• SOURCE TEXT
Work-life balance stopped being a theoretical ideal and became something more tactile. Work found its place rather than bleeding into everything. There is less urgency, fewer distractions, and a greater respect for natural rhythms. I stopped trying to optimise my life and started inhabiting it.
RM: In talking about domesticity in one of your chapters, you speak very candidly about how feminism is often misunderstood as a radical position that puts constraints on choices. Do you think there is a gap between a perceived stance on feminism and real feminism? There is a certain dichotomy with which the professional and personal choices of women are viewed even by the most well-intentioned friends. I found your earnestness about freeing yourself from the constraints of 9-to-5 jobs, valorised motherhood and performative sex particularly meaningful in this context. What has been your strategy in bridging the gap between perceived feminism and real feminism?
LI: There is a significant gap, and it often shows up in how women’s choices are policed—especially by other well-meaning people. Real feminism, for me, is not about prescribing correct choices but about expanding the space in which choices can be made without punishment or moral hierarchy.
My strategy, if I can call it that, has been to live my contradictions openly. To step away from the 9-to-5 without romanticising precarity, to question valorised motherhood without rejecting care, to opt out of performative sexuality without shaming desire. Bridging the gap has meant refusing to explain myself endlessly and trusting that coherence doesn’t have to look tidy from the outside.
RM: In talking of your conflicted relationship with your body and your loving acceptance of your “wobbly bits”, you take us on a journey most women traverse every day from a locus of desire. What has been your greatest tool in disassociating yourself from the societal gaze and the preparedness for that gaze?
LI: Time, mostly. And fatigue. Walking inward reintroduced me to parts of myself that I would choose any day over sterile company. At some point, the effort required to constantly monitor and manage the gaze becomes unsustainable. I grew tired of rehearsing myself for visibility. Accepting my body didn’t come from self-love affirmations but from a quieter truce—this is the body that has carried me through, and I no longer wish to be at war with it.
RM: Bell Hooks says sisterhood is power and you have often fallen back on your female friends for advice, support and a general good time like most of us do. You also talk about various kinds of friendships and how they need to be nurtured or forsaken with time. Writing is essentially a solitary activity and you talk of the necessity for ‘aloneness’ for summoning your truest self. Alongside, writing also flourishes in and sometimes necessitates a community. As a private person how have you balanced this tightrope? Also, why do you think as a culture we are so afraid or suspicious of the need for ‘aloneness’?
LI: I’ve learned that aloneness and community are not opposites—they are interdependent. Writing requires solitude, but living well requires chosen kinship. I rely deeply on my female friendships, even when I retreat from them temporarily. The balance lies in honesty—being clear about when I need company and when I need quiet.
As a culture, we are suspicious of aloneness because it resists consumption and control. Aloneness is often mistaken for loneliness, when in fact it can be a deeply generative, stabilising state. For me, it has been essential—not as withdrawal, but as grounding. A woman living by herself, mostly content and thriving is unpalatable to many.

• TASK ITEM A
In the interview above, transcribe the passage from "LI: I’ve learned" up to and including "I need quiet.".
• TASK ITEM B
In the interview, what does LI name as the greatest tool for disassociating from the societal gaze?

• DATA UNDER STUDY

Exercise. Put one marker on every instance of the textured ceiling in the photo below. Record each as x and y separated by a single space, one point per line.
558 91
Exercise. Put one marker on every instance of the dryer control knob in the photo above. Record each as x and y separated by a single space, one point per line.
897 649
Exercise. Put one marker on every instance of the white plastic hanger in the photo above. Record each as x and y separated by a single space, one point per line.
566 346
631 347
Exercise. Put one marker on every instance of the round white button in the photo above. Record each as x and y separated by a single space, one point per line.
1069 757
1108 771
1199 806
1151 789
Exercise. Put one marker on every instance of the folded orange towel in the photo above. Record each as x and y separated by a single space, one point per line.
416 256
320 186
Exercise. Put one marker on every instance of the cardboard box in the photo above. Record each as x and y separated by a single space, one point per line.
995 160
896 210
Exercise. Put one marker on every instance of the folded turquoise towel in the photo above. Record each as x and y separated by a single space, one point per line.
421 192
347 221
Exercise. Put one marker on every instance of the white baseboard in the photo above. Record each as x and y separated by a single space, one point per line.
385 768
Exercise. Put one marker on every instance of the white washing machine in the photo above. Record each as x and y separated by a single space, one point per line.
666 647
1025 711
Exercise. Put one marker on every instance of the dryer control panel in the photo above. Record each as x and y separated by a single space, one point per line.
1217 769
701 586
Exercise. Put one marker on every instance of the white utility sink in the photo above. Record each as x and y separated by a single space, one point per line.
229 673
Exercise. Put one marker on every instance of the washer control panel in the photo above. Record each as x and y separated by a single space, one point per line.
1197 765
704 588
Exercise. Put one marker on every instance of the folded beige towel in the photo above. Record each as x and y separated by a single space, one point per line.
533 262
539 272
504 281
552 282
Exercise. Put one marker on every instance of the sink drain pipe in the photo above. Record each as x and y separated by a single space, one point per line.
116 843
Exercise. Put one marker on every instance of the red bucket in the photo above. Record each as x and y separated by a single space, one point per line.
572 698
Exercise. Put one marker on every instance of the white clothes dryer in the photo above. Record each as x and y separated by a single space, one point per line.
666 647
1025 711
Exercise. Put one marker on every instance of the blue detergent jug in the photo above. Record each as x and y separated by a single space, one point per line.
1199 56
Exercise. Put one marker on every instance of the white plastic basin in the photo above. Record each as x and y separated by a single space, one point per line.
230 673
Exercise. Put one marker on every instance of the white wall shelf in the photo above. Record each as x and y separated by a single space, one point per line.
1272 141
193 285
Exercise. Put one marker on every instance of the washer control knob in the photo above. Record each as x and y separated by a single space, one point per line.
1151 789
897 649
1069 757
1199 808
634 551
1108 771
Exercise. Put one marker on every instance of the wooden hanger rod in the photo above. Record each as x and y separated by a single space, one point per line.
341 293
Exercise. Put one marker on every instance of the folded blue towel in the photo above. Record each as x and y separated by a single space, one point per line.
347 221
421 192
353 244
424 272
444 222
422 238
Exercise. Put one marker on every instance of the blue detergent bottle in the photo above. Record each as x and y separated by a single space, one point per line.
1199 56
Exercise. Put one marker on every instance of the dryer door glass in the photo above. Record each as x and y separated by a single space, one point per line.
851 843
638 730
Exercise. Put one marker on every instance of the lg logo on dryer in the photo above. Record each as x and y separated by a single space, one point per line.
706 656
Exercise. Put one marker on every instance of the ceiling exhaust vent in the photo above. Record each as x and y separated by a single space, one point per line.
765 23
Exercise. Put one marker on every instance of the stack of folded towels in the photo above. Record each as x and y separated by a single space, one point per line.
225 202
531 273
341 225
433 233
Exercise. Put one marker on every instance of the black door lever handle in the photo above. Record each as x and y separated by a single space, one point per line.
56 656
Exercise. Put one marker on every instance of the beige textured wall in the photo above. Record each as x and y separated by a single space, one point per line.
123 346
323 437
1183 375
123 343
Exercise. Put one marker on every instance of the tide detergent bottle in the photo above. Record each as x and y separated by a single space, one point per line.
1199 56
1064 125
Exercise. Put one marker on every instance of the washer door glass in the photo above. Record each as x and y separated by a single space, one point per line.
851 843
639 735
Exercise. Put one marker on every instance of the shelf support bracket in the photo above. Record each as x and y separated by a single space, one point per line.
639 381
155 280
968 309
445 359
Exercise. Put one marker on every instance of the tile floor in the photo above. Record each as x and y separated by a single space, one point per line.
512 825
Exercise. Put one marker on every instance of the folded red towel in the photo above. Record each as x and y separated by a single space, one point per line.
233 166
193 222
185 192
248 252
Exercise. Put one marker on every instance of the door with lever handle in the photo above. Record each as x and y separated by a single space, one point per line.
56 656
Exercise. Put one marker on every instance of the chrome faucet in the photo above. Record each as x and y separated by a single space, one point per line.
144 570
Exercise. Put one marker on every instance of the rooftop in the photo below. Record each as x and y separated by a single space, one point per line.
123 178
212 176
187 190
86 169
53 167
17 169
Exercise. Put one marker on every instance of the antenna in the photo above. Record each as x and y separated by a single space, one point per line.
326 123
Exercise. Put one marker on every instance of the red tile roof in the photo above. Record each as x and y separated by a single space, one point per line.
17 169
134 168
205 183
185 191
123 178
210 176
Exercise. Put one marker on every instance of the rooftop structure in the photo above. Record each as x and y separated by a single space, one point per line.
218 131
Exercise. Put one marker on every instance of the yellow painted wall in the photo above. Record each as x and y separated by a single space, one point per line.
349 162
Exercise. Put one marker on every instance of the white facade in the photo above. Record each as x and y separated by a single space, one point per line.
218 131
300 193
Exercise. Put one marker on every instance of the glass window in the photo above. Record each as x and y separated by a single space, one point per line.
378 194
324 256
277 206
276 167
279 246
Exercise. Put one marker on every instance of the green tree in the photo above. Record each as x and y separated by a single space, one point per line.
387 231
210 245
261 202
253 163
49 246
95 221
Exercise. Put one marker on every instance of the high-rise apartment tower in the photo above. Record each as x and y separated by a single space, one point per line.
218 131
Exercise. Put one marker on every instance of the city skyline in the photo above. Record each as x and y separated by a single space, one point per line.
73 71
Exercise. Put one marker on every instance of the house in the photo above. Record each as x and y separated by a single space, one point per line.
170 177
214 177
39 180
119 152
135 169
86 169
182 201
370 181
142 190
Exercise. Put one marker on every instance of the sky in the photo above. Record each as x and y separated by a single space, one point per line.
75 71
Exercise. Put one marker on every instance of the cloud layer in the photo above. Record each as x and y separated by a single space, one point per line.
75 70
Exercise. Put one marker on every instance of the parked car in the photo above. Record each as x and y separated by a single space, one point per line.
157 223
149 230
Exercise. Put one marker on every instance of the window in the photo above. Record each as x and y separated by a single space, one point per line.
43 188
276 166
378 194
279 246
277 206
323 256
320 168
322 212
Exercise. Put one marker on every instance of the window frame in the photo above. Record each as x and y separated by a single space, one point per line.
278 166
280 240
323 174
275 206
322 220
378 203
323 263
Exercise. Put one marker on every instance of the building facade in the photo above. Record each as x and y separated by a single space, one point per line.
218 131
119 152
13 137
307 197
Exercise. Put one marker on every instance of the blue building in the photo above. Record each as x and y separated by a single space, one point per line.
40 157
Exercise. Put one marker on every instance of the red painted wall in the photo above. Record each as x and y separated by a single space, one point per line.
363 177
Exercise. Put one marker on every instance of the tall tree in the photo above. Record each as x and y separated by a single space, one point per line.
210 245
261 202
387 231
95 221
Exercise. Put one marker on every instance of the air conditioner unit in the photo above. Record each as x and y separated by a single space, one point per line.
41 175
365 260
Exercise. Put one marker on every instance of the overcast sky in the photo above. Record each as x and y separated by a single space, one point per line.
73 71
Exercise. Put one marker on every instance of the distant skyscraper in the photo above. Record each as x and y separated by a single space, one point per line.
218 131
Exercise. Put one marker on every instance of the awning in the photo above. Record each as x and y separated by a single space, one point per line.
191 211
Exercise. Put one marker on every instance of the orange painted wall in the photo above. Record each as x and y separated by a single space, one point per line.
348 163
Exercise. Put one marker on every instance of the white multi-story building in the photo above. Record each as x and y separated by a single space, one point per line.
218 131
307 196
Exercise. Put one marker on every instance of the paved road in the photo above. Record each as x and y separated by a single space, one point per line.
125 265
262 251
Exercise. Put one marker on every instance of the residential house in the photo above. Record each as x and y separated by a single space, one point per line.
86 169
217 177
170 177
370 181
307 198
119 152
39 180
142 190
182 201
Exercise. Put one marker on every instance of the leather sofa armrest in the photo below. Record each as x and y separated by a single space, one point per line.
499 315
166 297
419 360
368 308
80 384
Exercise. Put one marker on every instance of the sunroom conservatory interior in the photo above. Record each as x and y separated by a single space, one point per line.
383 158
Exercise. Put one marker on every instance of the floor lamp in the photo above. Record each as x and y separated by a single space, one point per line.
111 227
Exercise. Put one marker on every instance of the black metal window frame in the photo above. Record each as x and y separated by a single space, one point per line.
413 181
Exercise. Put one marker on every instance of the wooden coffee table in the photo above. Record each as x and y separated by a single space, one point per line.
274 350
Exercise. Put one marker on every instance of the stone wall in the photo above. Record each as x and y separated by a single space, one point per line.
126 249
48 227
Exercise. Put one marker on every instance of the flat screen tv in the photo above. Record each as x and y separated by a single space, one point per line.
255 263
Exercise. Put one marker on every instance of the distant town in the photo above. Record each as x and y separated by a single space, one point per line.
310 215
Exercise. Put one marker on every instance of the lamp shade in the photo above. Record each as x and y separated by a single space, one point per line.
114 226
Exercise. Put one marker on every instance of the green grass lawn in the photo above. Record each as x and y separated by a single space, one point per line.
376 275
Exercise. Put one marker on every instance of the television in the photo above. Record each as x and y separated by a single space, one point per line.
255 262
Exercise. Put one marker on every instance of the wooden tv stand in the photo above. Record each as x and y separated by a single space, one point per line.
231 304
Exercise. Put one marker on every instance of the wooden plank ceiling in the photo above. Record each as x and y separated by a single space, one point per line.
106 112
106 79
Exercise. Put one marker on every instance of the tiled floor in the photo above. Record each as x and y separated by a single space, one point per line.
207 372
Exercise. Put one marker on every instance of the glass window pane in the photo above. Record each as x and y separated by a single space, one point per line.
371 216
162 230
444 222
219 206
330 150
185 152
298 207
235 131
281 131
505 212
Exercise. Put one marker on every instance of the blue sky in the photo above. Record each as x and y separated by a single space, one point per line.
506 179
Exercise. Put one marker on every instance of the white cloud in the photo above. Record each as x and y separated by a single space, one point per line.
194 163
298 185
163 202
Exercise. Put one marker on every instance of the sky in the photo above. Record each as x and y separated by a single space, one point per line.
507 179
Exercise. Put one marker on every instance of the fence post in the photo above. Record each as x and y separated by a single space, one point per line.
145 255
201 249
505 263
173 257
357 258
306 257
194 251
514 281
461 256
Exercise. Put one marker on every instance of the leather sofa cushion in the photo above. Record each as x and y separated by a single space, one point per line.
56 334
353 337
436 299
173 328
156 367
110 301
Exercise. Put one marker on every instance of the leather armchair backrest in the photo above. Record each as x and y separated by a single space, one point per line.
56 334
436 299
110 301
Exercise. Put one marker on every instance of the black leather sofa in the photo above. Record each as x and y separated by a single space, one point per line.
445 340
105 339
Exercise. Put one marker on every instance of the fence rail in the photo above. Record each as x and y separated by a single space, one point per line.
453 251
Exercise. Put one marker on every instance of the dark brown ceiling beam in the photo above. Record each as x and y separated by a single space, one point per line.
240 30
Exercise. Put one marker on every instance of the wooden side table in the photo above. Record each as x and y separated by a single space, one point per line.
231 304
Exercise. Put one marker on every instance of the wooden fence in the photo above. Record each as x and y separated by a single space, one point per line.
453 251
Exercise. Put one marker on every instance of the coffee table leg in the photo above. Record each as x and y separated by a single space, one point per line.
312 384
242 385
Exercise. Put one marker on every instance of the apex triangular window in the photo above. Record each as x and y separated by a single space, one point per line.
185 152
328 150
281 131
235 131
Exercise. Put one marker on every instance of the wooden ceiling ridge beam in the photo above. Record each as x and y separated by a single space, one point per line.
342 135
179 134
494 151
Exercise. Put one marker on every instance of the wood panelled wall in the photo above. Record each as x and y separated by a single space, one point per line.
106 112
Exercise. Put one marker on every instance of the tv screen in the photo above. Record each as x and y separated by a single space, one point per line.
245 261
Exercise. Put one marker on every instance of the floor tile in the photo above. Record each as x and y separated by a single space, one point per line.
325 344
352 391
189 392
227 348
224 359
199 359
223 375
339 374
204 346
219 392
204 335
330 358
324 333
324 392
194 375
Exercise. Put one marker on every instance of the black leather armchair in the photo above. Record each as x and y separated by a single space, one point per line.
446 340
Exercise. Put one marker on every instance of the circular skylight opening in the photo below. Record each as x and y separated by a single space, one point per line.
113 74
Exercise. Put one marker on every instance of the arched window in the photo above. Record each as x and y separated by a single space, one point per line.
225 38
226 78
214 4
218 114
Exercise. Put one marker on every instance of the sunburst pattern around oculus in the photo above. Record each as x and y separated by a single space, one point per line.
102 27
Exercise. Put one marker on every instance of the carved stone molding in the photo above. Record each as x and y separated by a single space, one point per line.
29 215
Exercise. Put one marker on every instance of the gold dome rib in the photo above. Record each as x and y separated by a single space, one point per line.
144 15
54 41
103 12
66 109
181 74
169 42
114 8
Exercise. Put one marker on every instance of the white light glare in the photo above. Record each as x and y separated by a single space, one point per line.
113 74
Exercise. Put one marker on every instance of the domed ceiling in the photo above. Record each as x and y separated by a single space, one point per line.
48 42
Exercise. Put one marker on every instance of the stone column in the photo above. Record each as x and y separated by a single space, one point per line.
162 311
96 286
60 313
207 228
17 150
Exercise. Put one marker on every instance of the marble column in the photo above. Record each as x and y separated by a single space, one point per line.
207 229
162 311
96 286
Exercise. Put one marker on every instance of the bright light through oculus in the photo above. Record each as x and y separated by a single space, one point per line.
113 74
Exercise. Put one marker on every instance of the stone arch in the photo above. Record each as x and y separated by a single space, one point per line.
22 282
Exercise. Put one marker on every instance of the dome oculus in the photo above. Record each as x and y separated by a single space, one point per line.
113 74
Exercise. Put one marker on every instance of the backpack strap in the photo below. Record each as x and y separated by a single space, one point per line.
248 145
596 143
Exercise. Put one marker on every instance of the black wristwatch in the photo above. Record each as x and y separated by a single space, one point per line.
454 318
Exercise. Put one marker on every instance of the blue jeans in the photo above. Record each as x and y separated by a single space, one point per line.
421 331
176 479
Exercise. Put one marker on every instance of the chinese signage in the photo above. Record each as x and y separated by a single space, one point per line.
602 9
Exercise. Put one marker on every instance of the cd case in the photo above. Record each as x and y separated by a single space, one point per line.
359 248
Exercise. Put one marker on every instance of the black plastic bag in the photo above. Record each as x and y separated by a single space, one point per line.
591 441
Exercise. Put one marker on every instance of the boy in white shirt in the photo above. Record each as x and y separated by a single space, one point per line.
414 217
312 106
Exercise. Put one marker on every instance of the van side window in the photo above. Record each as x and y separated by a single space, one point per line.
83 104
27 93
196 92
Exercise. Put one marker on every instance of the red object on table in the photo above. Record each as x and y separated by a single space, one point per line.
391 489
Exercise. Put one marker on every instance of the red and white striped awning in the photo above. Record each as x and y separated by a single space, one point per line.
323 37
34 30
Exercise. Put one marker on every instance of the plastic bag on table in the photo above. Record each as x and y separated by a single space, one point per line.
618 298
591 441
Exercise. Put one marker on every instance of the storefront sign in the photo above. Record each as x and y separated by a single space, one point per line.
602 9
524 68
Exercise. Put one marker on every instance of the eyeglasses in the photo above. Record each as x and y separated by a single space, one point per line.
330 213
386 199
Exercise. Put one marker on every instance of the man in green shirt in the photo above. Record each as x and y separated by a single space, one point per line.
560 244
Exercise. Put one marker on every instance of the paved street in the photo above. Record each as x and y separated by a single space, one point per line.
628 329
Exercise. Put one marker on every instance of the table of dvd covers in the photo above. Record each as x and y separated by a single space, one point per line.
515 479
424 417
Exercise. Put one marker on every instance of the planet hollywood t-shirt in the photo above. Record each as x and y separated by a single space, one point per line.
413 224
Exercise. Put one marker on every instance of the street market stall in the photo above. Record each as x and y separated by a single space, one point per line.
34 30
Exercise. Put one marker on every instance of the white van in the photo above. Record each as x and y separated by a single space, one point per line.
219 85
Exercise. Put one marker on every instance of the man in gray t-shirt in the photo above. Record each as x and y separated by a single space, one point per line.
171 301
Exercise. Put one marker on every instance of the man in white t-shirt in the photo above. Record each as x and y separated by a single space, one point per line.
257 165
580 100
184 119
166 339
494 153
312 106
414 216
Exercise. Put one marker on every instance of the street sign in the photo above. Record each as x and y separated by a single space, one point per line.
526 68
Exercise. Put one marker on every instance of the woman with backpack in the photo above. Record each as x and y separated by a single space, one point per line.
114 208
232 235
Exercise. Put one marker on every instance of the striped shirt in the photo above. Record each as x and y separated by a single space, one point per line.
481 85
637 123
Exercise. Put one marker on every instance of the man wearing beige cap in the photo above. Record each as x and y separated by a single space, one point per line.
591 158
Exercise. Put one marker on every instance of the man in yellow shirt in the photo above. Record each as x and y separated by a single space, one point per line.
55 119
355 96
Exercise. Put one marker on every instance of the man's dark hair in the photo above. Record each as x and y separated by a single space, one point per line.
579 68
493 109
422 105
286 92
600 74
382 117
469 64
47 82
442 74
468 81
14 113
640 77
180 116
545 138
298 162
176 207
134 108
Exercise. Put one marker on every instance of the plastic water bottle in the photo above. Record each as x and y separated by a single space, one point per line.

• EXERCISE OUTPUT A
LI: I’ve learned that aloneness and community are not opposites—they are interdependent. Writing requires solitude, but living well requires chosen kinship. I rely deeply on my female friendships, even when I retreat from them temporarily. The balance lies in honesty—being clear about when I need company and when I need quiet.

• EXERCISE OUTPUT B
Time, mostly, and fatigue.